== Data provided ==
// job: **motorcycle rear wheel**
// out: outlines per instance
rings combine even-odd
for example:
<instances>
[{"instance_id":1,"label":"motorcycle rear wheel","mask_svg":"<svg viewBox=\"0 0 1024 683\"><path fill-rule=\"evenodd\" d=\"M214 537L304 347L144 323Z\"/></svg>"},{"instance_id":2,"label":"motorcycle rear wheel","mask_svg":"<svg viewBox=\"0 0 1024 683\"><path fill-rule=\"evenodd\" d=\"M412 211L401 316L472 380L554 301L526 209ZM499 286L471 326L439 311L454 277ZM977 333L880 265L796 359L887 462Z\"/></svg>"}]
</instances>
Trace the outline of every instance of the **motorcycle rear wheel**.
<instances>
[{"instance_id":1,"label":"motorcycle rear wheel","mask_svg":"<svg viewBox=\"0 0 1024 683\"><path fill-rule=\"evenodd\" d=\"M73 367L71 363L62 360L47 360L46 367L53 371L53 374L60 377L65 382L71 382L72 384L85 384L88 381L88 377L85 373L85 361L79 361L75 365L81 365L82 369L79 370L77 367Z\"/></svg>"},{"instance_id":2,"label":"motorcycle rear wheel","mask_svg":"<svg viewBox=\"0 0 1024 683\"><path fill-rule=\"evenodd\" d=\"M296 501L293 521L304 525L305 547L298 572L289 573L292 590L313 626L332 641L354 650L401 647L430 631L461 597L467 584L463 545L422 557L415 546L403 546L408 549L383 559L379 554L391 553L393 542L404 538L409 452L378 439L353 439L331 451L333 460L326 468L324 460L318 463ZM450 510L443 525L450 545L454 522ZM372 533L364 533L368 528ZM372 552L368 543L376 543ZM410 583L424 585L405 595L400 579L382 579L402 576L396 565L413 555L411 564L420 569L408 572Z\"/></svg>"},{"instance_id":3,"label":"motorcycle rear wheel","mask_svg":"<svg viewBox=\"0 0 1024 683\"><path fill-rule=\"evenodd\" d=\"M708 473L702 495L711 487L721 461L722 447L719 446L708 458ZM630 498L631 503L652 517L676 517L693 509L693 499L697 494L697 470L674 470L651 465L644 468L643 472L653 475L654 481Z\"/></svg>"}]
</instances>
===
(Your instructions) Copy every record exactly.

(Solved problem)
// job: **motorcycle rear wheel**
// out: outlines per instance
rings combine even-odd
for example:
<instances>
[{"instance_id":1,"label":"motorcycle rear wheel","mask_svg":"<svg viewBox=\"0 0 1024 683\"><path fill-rule=\"evenodd\" d=\"M214 537L304 347L144 323Z\"/></svg>"},{"instance_id":2,"label":"motorcycle rear wheel","mask_svg":"<svg viewBox=\"0 0 1024 683\"><path fill-rule=\"evenodd\" d=\"M412 211L401 316L472 380L554 301L526 209ZM499 286L471 326L439 311L454 277ZM977 333L880 265L796 359L887 462Z\"/></svg>"}]
</instances>
Trace the outline of every instance of the **motorcycle rear wheel**.
<instances>
[{"instance_id":1,"label":"motorcycle rear wheel","mask_svg":"<svg viewBox=\"0 0 1024 683\"><path fill-rule=\"evenodd\" d=\"M73 367L71 363L62 360L47 360L46 367L53 371L53 374L60 377L65 382L71 382L72 384L85 384L88 381L88 377L85 373L85 361L79 361L75 365L81 365L82 369L79 370L77 367Z\"/></svg>"},{"instance_id":2,"label":"motorcycle rear wheel","mask_svg":"<svg viewBox=\"0 0 1024 683\"><path fill-rule=\"evenodd\" d=\"M296 501L293 521L304 525L305 547L298 572L289 573L292 590L313 626L332 641L354 650L401 647L430 631L461 597L467 584L463 545L422 557L415 546L403 546L408 549L383 559L379 554L391 553L393 542L404 538L409 452L378 439L353 439L331 451L333 460L326 468L324 460L318 463ZM450 510L443 525L450 545L454 522ZM372 533L364 533L368 528ZM372 552L368 543L376 543ZM410 583L424 585L405 595L400 579L382 579L402 576L396 565L413 555L411 564L420 569L408 572Z\"/></svg>"},{"instance_id":3,"label":"motorcycle rear wheel","mask_svg":"<svg viewBox=\"0 0 1024 683\"><path fill-rule=\"evenodd\" d=\"M708 473L702 495L711 487L721 461L722 447L719 446L708 458ZM630 498L631 503L652 517L676 517L693 509L693 499L697 494L697 470L674 470L651 465L644 468L643 472L653 475L654 481Z\"/></svg>"}]
</instances>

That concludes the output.